Source data:
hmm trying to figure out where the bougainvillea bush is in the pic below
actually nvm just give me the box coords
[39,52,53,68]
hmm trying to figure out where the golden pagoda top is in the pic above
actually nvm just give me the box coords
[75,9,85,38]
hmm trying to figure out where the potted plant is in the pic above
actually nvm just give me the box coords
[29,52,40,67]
---
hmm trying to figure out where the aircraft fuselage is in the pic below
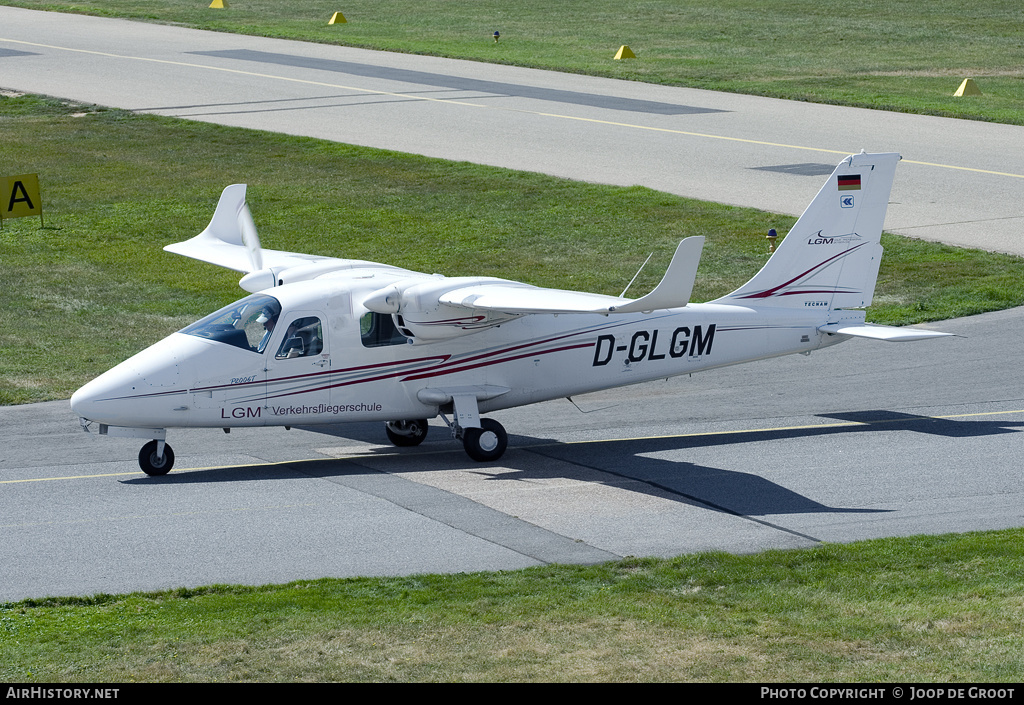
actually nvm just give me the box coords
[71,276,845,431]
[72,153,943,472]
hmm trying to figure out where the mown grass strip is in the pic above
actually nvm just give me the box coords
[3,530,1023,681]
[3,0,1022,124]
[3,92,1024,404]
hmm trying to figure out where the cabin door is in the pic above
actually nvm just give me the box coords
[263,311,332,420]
...
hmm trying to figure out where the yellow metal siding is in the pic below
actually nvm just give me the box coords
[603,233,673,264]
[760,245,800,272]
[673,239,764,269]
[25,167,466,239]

Assignment: Filter the data, keeping only the lines that contain "where".

Solution to the problem:
hmm trying to figure out where the bougainvillea bush is in the pic below
hmm trying to figure out where the golden pagoda top is in the pic above
hmm trying to figure out where the potted plant is in the pic above
hmm trying to figure out where the aircraft fuselage is in the pic below
hmm trying to figure out where the mown grass strip is in the pic above
hmm trying to figure out where the cabin door is in the pic above
hmm trying to figure out where the yellow metal siding is in the pic below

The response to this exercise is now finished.